+++ Available records +++
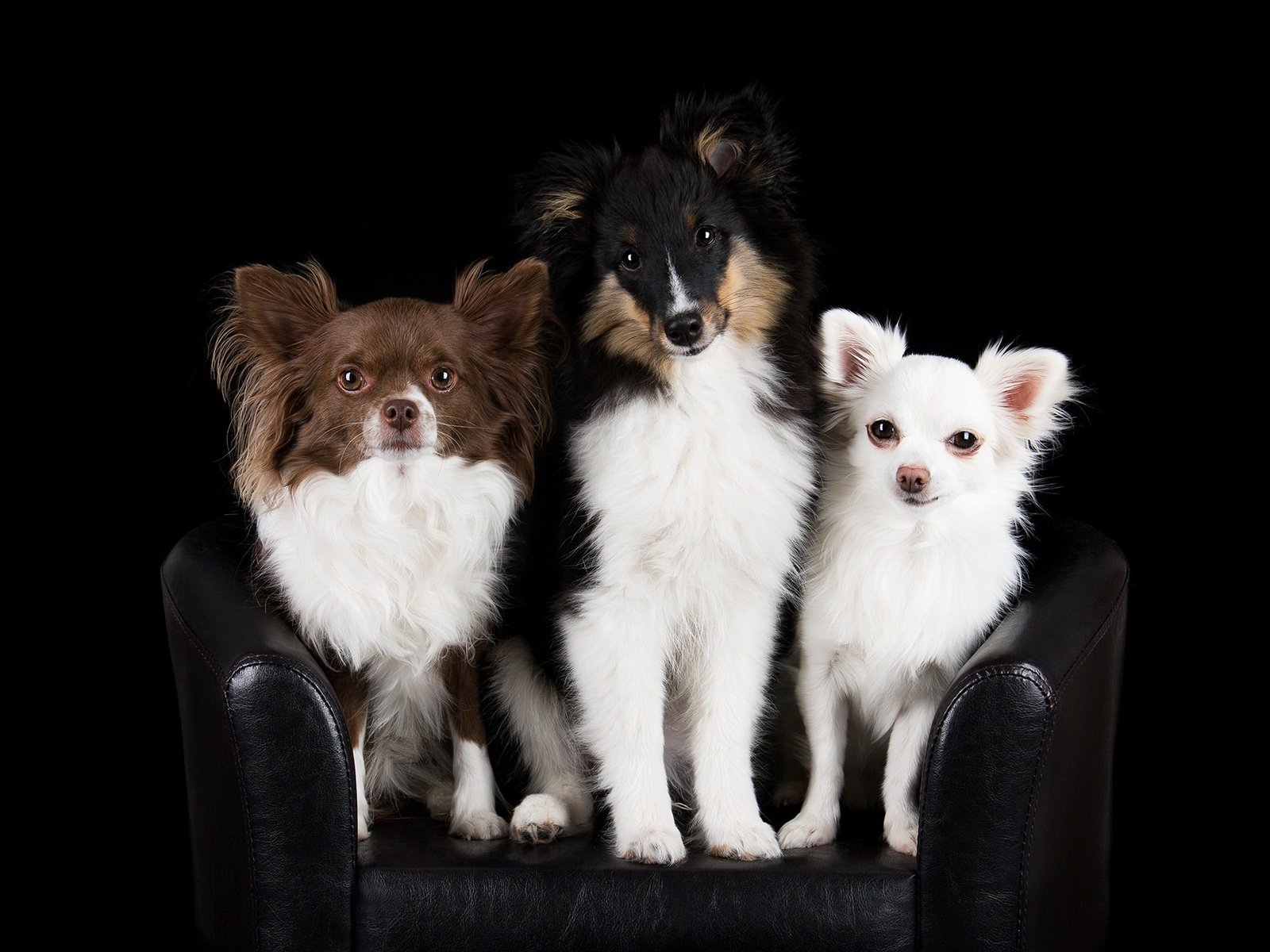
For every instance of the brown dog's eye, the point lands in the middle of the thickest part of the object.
(444, 378)
(351, 380)
(883, 432)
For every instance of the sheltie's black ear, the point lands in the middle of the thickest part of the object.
(560, 198)
(737, 136)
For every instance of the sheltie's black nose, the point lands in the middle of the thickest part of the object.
(683, 329)
(400, 414)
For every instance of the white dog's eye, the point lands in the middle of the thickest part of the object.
(883, 432)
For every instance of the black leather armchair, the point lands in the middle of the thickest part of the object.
(1015, 805)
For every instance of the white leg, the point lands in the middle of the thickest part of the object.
(440, 800)
(825, 716)
(616, 649)
(560, 803)
(903, 763)
(364, 810)
(725, 700)
(471, 812)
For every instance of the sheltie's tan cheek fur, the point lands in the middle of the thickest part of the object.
(622, 328)
(752, 294)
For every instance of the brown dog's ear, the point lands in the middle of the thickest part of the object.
(512, 306)
(276, 310)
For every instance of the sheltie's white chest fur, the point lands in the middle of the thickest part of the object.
(901, 598)
(696, 494)
(391, 564)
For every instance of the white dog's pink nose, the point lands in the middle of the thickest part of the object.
(914, 479)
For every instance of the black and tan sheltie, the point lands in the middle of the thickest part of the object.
(685, 279)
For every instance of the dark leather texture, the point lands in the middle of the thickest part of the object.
(267, 761)
(1014, 850)
(418, 890)
(1015, 805)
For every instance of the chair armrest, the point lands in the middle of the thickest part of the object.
(268, 766)
(1016, 791)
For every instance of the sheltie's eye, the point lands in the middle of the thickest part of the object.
(883, 432)
(444, 378)
(351, 380)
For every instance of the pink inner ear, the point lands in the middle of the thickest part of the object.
(1022, 393)
(722, 158)
(854, 362)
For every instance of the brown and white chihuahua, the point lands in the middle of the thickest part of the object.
(383, 452)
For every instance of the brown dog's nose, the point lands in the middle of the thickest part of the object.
(400, 414)
(912, 479)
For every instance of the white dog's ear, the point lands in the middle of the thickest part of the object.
(855, 348)
(1032, 386)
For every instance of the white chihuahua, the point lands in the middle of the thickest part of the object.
(916, 556)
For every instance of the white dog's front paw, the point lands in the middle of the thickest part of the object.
(747, 842)
(540, 818)
(901, 835)
(440, 801)
(806, 831)
(479, 827)
(654, 844)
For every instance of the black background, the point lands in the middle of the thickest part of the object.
(973, 194)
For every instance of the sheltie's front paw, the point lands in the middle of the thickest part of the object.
(747, 842)
(806, 831)
(654, 844)
(901, 835)
(540, 818)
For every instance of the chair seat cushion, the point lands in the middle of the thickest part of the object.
(419, 889)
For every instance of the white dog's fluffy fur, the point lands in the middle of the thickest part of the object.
(916, 554)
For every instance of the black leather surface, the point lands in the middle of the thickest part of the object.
(1015, 805)
(1015, 824)
(418, 890)
(268, 771)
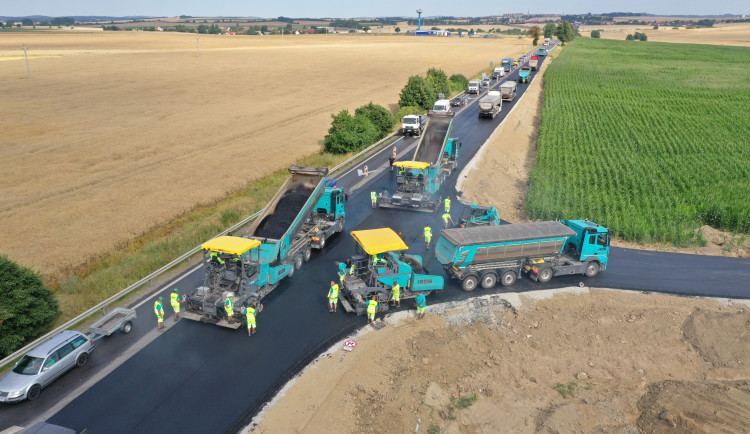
+++
Requirements:
Reproduce all of the data above verbatim, including every line of text and every point, but omit the pictures.

Output of the exercise:
For every instance of the brown dog's eye, the point lands in the middle of the thickest part of the object.
(444, 378)
(351, 380)
(883, 432)
For every instance of the sheltie's black ear, the point lands in the middle of the thickest part of the object.
(560, 198)
(737, 136)
For every instance of the sheltie's black nose, the point lands in the middle of the thickest part of the object.
(683, 329)
(400, 414)
For every instance of the white dog's eye, the point lands in the middle of the thickest part of the object.
(883, 432)
For every instance of the black leather armchair, the point lands in the middle of the thickest part of the object.
(1015, 805)
For every instance of the white leg, the point lands in the middle of the thickest part of the object.
(440, 800)
(825, 716)
(616, 649)
(560, 803)
(903, 763)
(364, 810)
(725, 700)
(471, 812)
For every instance of the sheltie's tan cheek fur, the point lands in the middle of the thickest part of the object.
(622, 328)
(752, 294)
For every instance of the brown dog's ear, the point lands in the middle of the thickest part of the object.
(512, 306)
(276, 310)
For every instance of the sheltie's white chest fur, the point lands in the middle of the thickest part of the object.
(901, 598)
(696, 494)
(391, 564)
For every instance of the white dog's pink nose, the point lands in the middle of the thickest part of the object.
(914, 479)
For every instance of the black and tan sheltie, the point lands in the middle of the thickest part of the object.
(685, 279)
For every instance of the dark leather texture, the point lands in the middle of the thickest part of the object.
(267, 761)
(1014, 850)
(418, 890)
(1015, 805)
For every instance of the chair armrest, the point lands in the middle of the thickest part of the object.
(268, 766)
(1016, 791)
For every instance of the sheltie's eye, the point lands in the middle of the thickest part of the object.
(883, 432)
(444, 378)
(351, 380)
For every instance of the pink inner ear, the point lands in the middle of the thickest part of the object.
(1022, 393)
(722, 158)
(854, 362)
For every instance of the brown and white chihuahua, the point lands in the middle of the thickest part of the object.
(383, 452)
For every instance of the brown dog's nose, the point lands in the middle of the thickest part of the object.
(400, 414)
(912, 479)
For every instance of the white dog's ear, the point lands in the middle of the thickest part of the object.
(855, 348)
(1032, 386)
For every instance of the white chihuahua, the point lands in the middle of the thickest part of the object.
(916, 556)
For every instance of the white dog's front paw, the point lands in the middle of the thickest part of the object.
(747, 842)
(540, 818)
(901, 835)
(440, 801)
(806, 831)
(479, 827)
(654, 844)
For every instance of the black background, the point lands in the middle of the thickest part of the object.
(973, 194)
For every instance of the sheltie's front paw, the point lands in the middle of the thickest part of the object.
(747, 842)
(806, 831)
(654, 844)
(901, 835)
(540, 818)
For every instance of the chair seat cushion, the point lands in the middle of the thickest part of the object.
(419, 889)
For every instance of the white dog's fluffy fur, the point lands in the middle of the thickest part of the object.
(916, 554)
For every instance of the black leather surface, the point lands in the middle of the thickest part of the object.
(1015, 805)
(1015, 824)
(418, 890)
(268, 771)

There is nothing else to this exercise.